━━ Supplied text ━━

# Greetings Everyone!



## Super Nova (Feb 2, 2015)

Hello from Florida. I am Sherita and I am new to the forum. As my father was a Brother, I am now ready to unite with the OES. I look forward to growing with you all. I know this is a place I belong and I am honoured to be amongst each and everyone of you. 

With love and gratitude, in service,
Sherita.


----------



## Bro. Stewart P.M. (Feb 3, 2015)

Welcome to the forums!


----------



## mrpierce17 (Feb 3, 2015)

Welcome !


----------



## bezobrazan (Feb 3, 2015)

Welcome to the boards.


----------



## mrpierce17 (Feb 3, 2015)

Super Nova said:


> Hello from Florida.
> 
> With love and gratitude, in service,
> Sherita.

━━━

→ **Prompt**
Rewrite the part of the forum thread that opens with the words containing "Hello from Florida. I" and closes with "to the forums!", changing "honoured" to "proud".

━━ Given information ━━

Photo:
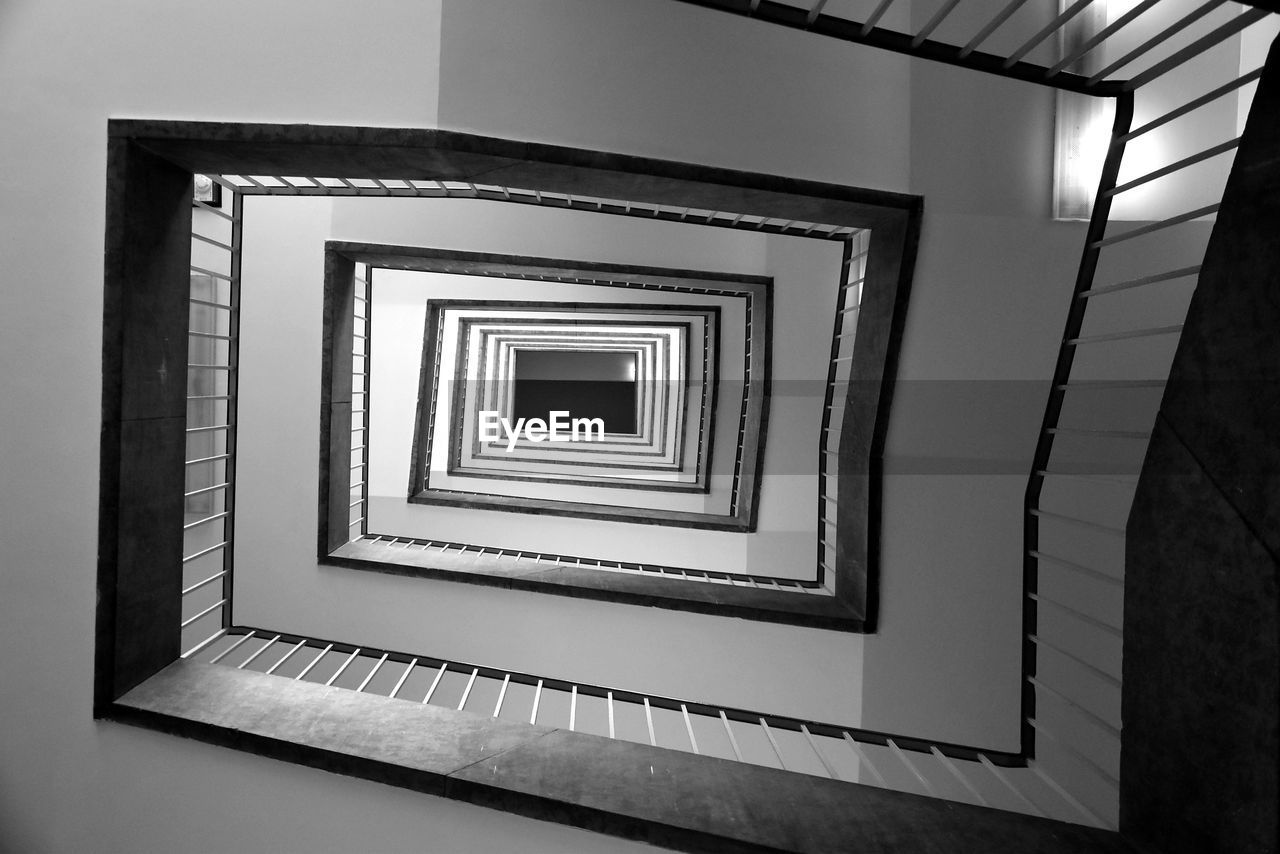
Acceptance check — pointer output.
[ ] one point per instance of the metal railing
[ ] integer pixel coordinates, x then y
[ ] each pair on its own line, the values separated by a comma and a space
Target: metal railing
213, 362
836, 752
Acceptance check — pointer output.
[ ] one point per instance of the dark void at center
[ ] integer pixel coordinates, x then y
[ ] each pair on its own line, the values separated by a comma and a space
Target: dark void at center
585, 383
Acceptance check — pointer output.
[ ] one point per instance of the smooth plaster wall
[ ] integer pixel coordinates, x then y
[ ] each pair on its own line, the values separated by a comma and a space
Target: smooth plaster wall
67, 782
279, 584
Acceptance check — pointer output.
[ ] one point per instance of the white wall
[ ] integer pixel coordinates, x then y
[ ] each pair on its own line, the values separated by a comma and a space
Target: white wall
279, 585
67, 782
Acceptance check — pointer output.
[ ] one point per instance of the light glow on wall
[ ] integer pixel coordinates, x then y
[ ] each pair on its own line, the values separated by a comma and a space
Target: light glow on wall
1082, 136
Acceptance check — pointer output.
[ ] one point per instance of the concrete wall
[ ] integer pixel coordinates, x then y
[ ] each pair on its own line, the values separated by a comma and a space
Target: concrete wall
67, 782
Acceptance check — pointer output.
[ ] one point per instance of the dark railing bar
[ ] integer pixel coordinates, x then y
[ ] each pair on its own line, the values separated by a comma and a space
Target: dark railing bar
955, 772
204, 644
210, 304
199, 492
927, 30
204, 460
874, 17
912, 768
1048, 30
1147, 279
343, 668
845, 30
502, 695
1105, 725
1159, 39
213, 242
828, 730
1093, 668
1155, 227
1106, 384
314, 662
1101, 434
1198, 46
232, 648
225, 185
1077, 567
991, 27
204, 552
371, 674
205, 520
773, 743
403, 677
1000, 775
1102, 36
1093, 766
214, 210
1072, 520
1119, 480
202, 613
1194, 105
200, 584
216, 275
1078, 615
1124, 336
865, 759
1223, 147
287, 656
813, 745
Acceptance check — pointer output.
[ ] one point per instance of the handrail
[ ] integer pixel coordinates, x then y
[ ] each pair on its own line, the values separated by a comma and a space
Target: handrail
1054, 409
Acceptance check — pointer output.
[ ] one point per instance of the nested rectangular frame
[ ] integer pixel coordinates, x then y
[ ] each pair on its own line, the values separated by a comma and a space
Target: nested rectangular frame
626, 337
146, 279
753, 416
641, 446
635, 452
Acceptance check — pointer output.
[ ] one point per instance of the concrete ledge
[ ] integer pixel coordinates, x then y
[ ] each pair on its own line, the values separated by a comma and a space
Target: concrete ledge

━━━

→ **Answer in full**
Hello from Florida. I am Sherita and I am new to the forum. As my father was a Brother, I am now ready to unite with the OES. I look forward to growing with you all. I know this is a place I belong and I am proud to be amongst each and everyone of you. 

With love and gratitude, in service,
Sherita.


----------



## Bro. Stewart P.M. (Feb 3, 2015)

Welcome to the forums!